Recorded data below:

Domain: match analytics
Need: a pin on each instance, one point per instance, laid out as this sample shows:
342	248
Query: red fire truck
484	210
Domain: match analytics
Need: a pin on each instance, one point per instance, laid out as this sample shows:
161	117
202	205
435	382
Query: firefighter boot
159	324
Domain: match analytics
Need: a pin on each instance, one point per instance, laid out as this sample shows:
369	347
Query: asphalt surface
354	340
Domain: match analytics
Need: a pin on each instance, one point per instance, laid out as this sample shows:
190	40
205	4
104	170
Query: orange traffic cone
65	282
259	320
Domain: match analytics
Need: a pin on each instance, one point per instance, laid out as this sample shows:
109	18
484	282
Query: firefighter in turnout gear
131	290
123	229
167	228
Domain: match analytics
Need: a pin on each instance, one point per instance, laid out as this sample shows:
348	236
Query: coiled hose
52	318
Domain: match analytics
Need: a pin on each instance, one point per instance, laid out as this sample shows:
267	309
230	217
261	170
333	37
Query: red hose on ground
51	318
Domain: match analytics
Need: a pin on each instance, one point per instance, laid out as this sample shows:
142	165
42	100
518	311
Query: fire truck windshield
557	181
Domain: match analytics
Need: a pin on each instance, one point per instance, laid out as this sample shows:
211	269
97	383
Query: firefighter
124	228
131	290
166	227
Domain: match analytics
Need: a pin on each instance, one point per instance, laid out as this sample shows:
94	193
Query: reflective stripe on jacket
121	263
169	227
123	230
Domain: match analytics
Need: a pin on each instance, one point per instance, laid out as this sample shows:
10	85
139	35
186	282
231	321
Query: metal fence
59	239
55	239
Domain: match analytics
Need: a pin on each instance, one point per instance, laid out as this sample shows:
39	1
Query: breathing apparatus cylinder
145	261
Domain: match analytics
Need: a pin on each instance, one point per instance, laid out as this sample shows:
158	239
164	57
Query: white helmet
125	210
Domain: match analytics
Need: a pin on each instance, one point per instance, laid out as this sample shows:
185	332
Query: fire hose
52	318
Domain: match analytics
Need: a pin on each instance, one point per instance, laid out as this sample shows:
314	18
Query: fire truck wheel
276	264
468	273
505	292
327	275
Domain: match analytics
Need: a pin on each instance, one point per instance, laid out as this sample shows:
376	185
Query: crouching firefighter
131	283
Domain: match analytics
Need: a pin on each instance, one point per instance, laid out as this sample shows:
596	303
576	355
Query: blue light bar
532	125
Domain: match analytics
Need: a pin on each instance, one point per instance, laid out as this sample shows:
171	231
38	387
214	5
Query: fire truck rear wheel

End of Recorded data.

- [About this task] Your response should be an exact copy of all the records.

- [Solution to this problem]
Domain: match analytics
Need: a pin on each instance, one point per instance, laid out as this sample shows:
342	248
Query: red fire truck
484	210
Domain: match analytics
Need: a pin on each instance, one point per instance, laid out as this sample shows:
161	117
202	205
435	382
Query: firefighter boot
159	324
Domain: match analytics
Need: a pin on each instance, one point per instance, laid out as this sample shows:
369	347
Query: asphalt surface
354	340
Domain: match analytics
Need: a pin on each instance, one point per instance, laid out as this sample shows:
190	40
205	4
104	170
Query: orange traffic cone
65	282
259	320
Domain: match analytics
Need: a pin on each instance, one point per instance, laid out as this sample shows:
109	18
484	282
Query: firefighter in turnout gear
131	290
123	229
167	228
Domain: match analytics
Need: a pin on each instance, one point per instance, laid out as this sample shows:
348	236
Query: coiled hose
52	318
Domain: match analytics
Need: a pin on each instance, one point per instance, laid out as this sample shows:
267	309
230	217
261	170
333	37
Query: red hose on ground
51	318
Domain: match analytics
Need: a pin on each instance, one point per instance, laid out as this sample shows:
142	165
42	100
518	311
Query: fire truck windshield
557	181
Domain: match analytics
Need: a pin on each instance, one point per instance, laid out as this sample shows:
211	269
97	383
Query: firefighter
124	228
131	290
166	227
Domain: match analytics
Need: a pin on each instance, one point per instance, laid out as this sample shows:
94	193
Query: reflective stripe on jacket
121	263
169	227
123	230
Domain: match analytics
Need: a pin on each instance, one point per instance, laid out as this sample shows:
10	85
139	35
186	282
231	321
Query: metal fence
59	239
55	239
Domain: match analytics
Need: a pin on each instance, one point per instance, laid out as this sample shows:
39	1
Query: breathing apparatus cylinder
145	261
Domain: match analytics
Need: a pin on each instance, one point per instance, laid out as this sample shows:
158	239
164	57
Query: white helmet
125	210
Domain: match analytics
Need: a pin on each instance, one point per instance, laid out as this sample shows:
185	332
Query: fire hose
52	318
Domain: match analytics
Need: a pin on each instance, one point per instance, laid out as this sample shows:
314	18
Query: fire truck wheel
276	264
468	273
505	292
327	275
Domain: match analytics
Need: a pin on each instance, one point per instance, laid out as this sample shows:
376	185
Query: crouching firefighter
131	283
Domain: match analytics
Need: a pin on each instance, one point per instance, laid out as this sample shows:
596	303
576	355
Query: blue light bar
532	125
Domain: match analytics
Need: a pin on each instance, one point per instance, laid out as this sample shows:
171	231
38	387
214	5
Query: fire truck rear wheel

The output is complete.